### PROBLEM TO WORK ON
Send back every record exactly.

Segment Open

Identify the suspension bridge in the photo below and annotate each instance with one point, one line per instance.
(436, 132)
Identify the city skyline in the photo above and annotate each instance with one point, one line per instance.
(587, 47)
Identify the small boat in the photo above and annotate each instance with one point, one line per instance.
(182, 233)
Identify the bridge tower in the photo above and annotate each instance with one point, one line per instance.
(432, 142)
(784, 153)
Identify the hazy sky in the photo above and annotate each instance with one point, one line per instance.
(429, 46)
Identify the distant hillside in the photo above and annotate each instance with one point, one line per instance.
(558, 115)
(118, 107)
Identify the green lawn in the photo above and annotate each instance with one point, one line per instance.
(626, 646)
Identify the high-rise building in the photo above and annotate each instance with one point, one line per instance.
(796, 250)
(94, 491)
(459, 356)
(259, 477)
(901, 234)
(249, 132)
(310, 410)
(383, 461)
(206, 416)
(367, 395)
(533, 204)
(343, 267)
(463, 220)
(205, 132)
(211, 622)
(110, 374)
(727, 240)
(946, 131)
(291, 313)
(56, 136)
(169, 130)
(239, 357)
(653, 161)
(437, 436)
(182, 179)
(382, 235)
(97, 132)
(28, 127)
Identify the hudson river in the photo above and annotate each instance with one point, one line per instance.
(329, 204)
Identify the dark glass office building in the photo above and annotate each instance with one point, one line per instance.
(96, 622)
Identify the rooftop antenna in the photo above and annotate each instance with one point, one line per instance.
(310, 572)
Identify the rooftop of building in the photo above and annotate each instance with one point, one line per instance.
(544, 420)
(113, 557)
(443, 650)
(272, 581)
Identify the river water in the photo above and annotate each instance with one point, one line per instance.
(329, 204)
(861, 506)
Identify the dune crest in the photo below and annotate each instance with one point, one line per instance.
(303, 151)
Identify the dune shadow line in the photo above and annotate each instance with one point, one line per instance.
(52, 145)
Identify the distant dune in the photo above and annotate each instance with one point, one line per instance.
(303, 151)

Segment Closed

### WRITTEN RESPONSE
Identify the suspension bridge in the photo below and annotate each instance with one point, one line per instance.
(436, 132)
Identify the city skyline in the photo above and annotate each instance with one point, one line per instance.
(587, 47)
Identify the small boat in the photo above and annotate each instance with one point, one line per instance.
(182, 233)
Identify the bridge tower in the photo above and annotate each instance with one point, one line per instance.
(432, 142)
(784, 153)
Identify the hazy sky in the photo above and annotate each instance with one point, one line per instance.
(429, 46)
Identify the distant hillside in the photo above and annotate each instance with one point, one line per instance.
(558, 115)
(118, 107)
Identify the green lawn in the photo above and annotate each instance with one point, one line per instance.
(626, 646)
Identify the high-rise building in the photo above and annotate each instance with one point, one line per instance.
(796, 250)
(94, 491)
(459, 356)
(259, 477)
(901, 234)
(249, 132)
(310, 410)
(383, 461)
(206, 416)
(367, 395)
(533, 204)
(343, 267)
(463, 220)
(205, 132)
(211, 622)
(110, 374)
(727, 240)
(946, 131)
(291, 313)
(56, 136)
(169, 130)
(239, 357)
(653, 161)
(437, 436)
(182, 179)
(382, 235)
(97, 132)
(28, 127)
Identify the hudson river in the photo above and annotate each instance with one point, one line per instance.
(329, 204)
Identify the dark glass office building in the photo above and annotate each instance with one point, one line per instance.
(96, 622)
Identify the rooftop antenna in the photo above and annotate each instance with one point, one line per instance.
(310, 572)
Identify the rooftop of building in the photo above and annotate each instance with one point, one line per instance.
(544, 420)
(113, 557)
(443, 650)
(272, 581)
Identify the river water in the photo above and annotate each instance with one point, one line per instance.
(329, 204)
(861, 506)
Identify the dune crest in the photo below and annotate each instance with one point, one line per instance.
(303, 151)
Identify the dune shadow line in the photo above and annotate each instance with one point, one line per instance.
(52, 145)
Identify the distant dune in the photo above and annotate each instance with one point, one line per instance.
(303, 151)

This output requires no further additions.